++++ MATERIAL SUPPLIED ++++

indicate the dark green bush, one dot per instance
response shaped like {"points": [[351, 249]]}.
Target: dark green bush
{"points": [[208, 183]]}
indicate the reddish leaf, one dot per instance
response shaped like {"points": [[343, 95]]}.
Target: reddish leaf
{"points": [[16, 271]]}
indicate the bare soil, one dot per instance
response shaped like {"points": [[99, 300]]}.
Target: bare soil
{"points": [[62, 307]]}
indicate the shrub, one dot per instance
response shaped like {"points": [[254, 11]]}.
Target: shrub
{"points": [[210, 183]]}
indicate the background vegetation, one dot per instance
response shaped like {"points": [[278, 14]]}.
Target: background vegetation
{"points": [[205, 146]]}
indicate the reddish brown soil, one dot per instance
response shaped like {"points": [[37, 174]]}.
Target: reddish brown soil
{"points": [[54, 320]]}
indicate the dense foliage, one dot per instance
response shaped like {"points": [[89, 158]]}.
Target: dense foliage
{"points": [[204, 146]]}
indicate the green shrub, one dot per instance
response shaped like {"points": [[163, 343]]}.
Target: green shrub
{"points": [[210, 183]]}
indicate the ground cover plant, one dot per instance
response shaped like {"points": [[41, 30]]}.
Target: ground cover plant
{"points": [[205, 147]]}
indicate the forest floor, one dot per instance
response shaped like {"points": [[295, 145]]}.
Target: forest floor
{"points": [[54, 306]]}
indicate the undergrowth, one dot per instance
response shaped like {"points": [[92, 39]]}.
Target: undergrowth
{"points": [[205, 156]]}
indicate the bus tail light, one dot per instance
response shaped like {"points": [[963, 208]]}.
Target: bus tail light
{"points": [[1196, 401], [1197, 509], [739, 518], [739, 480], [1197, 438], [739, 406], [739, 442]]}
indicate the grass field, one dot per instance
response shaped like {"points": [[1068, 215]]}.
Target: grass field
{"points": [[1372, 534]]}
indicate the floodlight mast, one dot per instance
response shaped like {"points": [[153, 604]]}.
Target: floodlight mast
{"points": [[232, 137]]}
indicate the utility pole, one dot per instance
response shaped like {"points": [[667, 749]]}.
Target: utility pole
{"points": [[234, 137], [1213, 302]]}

++++

INSTRUCTIONS FOR THE TASK: Reproduce all of the material above, changing every "response shaped like" to "output formatted like" and leaving everything else untouched.

SOLUTION:
indicate the dark green bush, one dot per instance
output formatted like {"points": [[351, 249]]}.
Target: dark green bush
{"points": [[208, 183]]}
indicate the reddish leaf, one dot per instance
output formatted like {"points": [[343, 95]]}.
Target: reddish leaf
{"points": [[16, 271]]}
indicate the bare soil, one dot per instance
output formatted like {"points": [[99, 300]]}.
Target: bare soil
{"points": [[62, 307]]}
indicate the shrub, one dot per instance
output formatted like {"points": [[254, 11]]}.
Target: shrub
{"points": [[210, 183]]}
indicate the background vegetation, one dot per instance
output formatted like {"points": [[278, 14]]}.
Target: background vegetation
{"points": [[205, 146]]}
indicate the reddish brown soil, one dot per instance
output formatted like {"points": [[37, 174]]}.
Target: reddish brown soil
{"points": [[54, 320]]}
indicate the dense foliage, one dot per instance
output formatted like {"points": [[89, 158]]}.
Target: dense foliage
{"points": [[204, 146]]}
indicate the green shrub, one dot per instance
output formatted like {"points": [[163, 343]]}.
Target: green shrub
{"points": [[210, 183]]}
indicate the ground cover plant, one dot per instance
output formatted like {"points": [[41, 30]]}.
Target: ground cover plant
{"points": [[205, 147]]}
indicate the forest floor, one dot per instance
output formatted like {"points": [[295, 145]]}.
Target: forest floor
{"points": [[54, 306]]}
indicate the undergrowth, one dot per instance
output formatted like {"points": [[92, 39]]}.
Target: undergrowth
{"points": [[205, 156]]}
indicate the bus tail light, one dot per instance
output formatted like {"points": [[963, 208]]}.
Target: bus tail light
{"points": [[1196, 401], [1197, 509], [739, 518], [739, 480], [1197, 438], [739, 406], [739, 442]]}
indicate the grass field, one dot per instance
output formatted like {"points": [[1068, 215]]}.
Target: grass field
{"points": [[1372, 534]]}
indicate the floodlight mast, one dot per instance
output formatted like {"points": [[153, 604]]}.
Target: floodlight mast
{"points": [[232, 137]]}
indicate the utility pole, one dot per instance
output formatted like {"points": [[667, 749]]}.
Target: utility pole
{"points": [[234, 137], [1213, 302]]}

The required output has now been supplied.